[start of Text to read]

Another way of constructing the characteristic sequence is given by the following result. For each $a \in \A$, define the morphism $\tau_a$ by $\tau_a(a) = a$ and $\tau_a(b) = ab$ for $b \in \A \setminus \{a\}$.
\begin{theorem}[Risley-Zamboni \cite{rz}]\label{rzthm2}
Let $X$ be an AR subshift and let $(i_n)$ be its index sequence. For each $a \in \A$, the characteristic sequence $(c_n)$ of $X$ is given by
$$
\lim_{n \rightarrow \infty} \tau_{i_1} \circ \cdots \circ \tau_{i_n} (a).
$$
\end{theorem}
That is, the characteristic sequence admits an $S$-adic representation where the underlying morphisms are given by $\{ \tau_a : a \in \A \}$ and they are iterated in an order dictated by the index sequence.
\section{Linearly Recurrent Arnoux-Rauzy Sequences}
In this section we characterize the set of AR subshifts that are linearly recurrent. Recall that a subshift $X$ is called $K$-linearly recurrent (or $K$-LR) if there is a constant $K > 0$ such that every $w \in F_X$ is contained in every $v \in F_X$ of length $K|w|$. $X$ is called linearly recurrent (or LR) if it is $K$-LR for some $K$. Linear recurrence is a concept that has been quite popular since the late nineties and it is known to have a number of nice consequences; compare \cite{dl5,du,dhs,lp,l3,l}. For example, every linearly recurrent $X$ is uniquely ergodic and $N$-power free (i.e., $F_X$ does not contain an element of the form $u^N$).
\begin{theorem}\label{lrthm}
An AR subshift $X$ over $\A$ is linearly recurrent if and only if every letter $a \in \A$ occurs in $(i_n)$ with bounded gaps.

[end of Text to read]

▸ **Instruction A**
Answer these questions from the passage on Arnoux-Rauzy subshifts:
(i) What is $\tau_a(b)$ for a letter $b$ other than $a$?
(ii) Which two properties does the passage say every linearly recurrent $X$ has?
(iii) What condition on the index sequence makes an AR subshift linearly recurrent?

[start of Recorded information]

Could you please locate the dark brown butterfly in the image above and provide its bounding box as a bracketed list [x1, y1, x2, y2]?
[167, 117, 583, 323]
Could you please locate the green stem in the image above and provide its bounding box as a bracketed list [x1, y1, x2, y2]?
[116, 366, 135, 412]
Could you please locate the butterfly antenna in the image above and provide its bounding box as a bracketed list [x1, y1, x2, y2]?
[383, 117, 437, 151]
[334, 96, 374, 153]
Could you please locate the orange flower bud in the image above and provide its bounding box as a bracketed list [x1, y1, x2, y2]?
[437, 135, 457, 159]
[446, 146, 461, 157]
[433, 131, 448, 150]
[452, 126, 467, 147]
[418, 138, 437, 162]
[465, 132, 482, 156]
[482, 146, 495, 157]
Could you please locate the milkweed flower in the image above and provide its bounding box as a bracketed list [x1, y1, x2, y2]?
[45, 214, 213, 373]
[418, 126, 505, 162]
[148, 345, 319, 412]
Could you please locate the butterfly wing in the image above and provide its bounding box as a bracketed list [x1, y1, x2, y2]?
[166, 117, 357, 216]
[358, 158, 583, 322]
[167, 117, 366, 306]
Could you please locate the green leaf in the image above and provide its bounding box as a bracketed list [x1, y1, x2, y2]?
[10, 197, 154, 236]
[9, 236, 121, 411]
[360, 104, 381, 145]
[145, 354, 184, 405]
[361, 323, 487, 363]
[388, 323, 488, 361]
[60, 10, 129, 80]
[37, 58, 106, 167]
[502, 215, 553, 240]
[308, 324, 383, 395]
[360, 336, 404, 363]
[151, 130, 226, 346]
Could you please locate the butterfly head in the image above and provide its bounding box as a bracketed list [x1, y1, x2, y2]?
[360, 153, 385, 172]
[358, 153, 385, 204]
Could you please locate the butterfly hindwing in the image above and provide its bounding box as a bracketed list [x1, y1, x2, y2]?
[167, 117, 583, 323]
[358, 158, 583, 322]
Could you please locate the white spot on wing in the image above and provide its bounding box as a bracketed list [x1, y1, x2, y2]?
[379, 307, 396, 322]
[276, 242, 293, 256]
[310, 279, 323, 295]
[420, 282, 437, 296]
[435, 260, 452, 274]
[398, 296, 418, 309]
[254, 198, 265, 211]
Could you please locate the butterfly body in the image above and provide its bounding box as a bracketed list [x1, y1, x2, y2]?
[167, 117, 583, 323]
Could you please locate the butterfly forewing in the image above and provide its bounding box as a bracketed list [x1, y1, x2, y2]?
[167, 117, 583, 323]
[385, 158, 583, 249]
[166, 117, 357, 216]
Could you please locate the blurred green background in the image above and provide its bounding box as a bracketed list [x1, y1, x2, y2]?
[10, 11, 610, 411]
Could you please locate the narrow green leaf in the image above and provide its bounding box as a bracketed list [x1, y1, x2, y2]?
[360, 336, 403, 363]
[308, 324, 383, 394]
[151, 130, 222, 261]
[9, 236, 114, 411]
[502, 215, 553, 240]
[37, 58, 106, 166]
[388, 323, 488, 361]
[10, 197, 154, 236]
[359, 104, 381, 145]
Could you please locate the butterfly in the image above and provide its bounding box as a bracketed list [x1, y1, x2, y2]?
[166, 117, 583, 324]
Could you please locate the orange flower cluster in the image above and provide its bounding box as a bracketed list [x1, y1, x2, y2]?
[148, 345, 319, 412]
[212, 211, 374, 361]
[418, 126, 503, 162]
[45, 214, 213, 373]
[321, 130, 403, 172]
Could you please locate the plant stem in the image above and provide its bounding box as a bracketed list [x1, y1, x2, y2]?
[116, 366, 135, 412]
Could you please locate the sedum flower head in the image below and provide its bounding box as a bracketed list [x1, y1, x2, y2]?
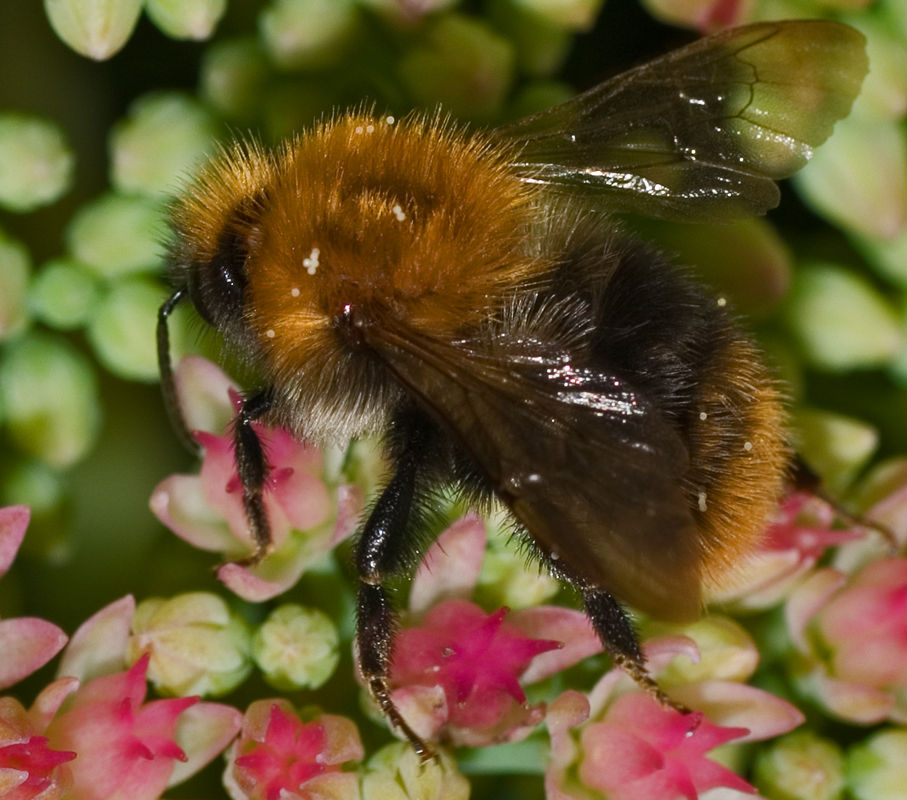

[end of Recorded information]

▸ **Instruction B**
State how many lines of the records contain the word "butterfly", giving only the number.

▸ **Finished answer A**
(i) $\tau_a(b) = ab$.
(ii) It is uniquely ergodic and $N$-power free.
(iii) Every letter $a \in \A$ must occur in $(i_n)$ with bounded gaps.

▸ **Finished answer B**
8